(Dataset entries)
########################################
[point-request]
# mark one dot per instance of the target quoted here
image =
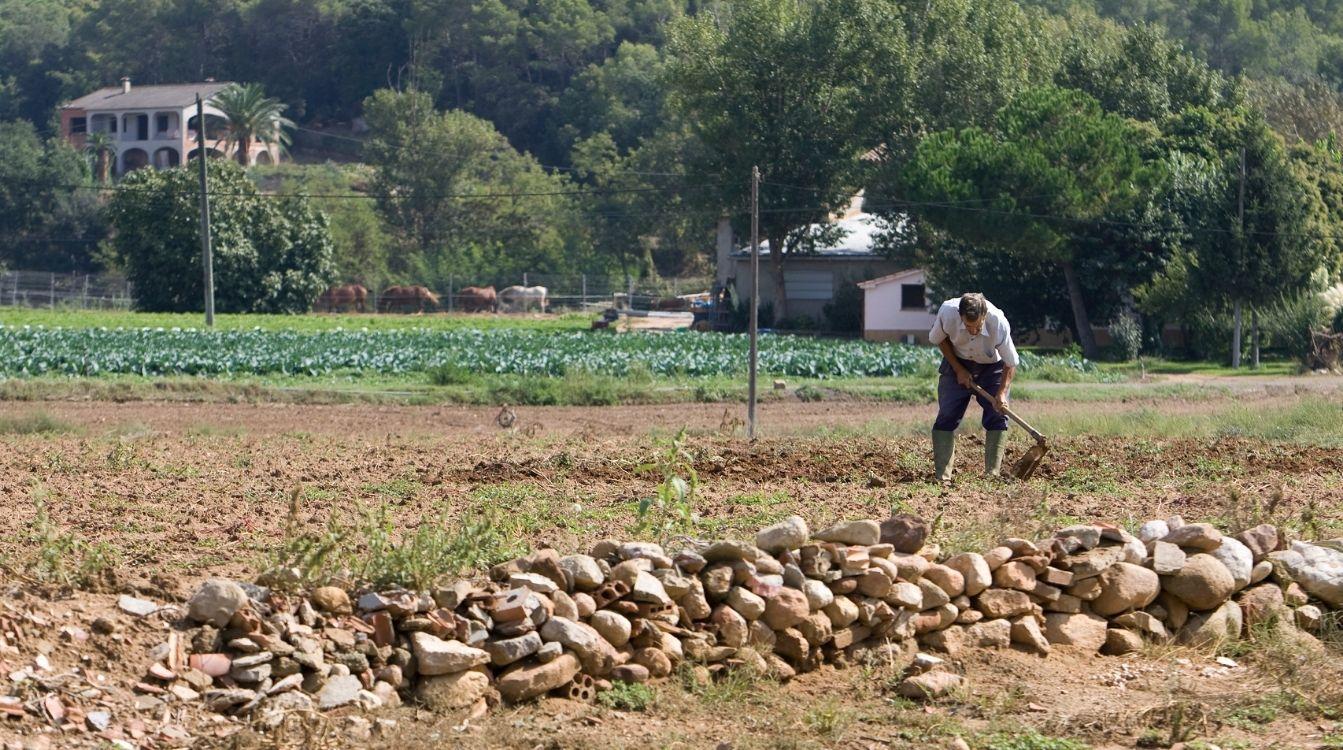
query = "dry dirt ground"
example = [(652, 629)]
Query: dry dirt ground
[(186, 491)]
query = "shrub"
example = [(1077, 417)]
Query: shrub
[(1127, 336), (269, 256)]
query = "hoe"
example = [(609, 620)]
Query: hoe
[(1028, 464)]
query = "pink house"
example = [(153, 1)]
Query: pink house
[(155, 125)]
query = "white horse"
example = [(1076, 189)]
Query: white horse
[(520, 299)]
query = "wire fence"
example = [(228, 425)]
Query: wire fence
[(73, 290), (106, 290)]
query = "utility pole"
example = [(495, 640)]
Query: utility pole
[(755, 296), (1240, 254), (206, 257)]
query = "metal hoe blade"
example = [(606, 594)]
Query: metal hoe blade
[(1029, 461)]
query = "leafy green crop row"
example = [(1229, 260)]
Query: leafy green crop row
[(27, 351)]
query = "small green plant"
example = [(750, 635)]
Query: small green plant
[(302, 558), (31, 424), (810, 393), (670, 511), (450, 374), (627, 696), (435, 549), (829, 718), (62, 558), (1030, 741)]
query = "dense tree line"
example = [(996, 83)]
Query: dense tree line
[(1079, 160)]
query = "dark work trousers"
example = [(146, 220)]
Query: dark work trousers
[(952, 398)]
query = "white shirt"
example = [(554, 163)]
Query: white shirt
[(993, 343)]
########################################
* [Task]: Locate every line in the records above that contains the word "shirt" and copy each one out.

* [Task result]:
query = "white shirt"
Query: white shirt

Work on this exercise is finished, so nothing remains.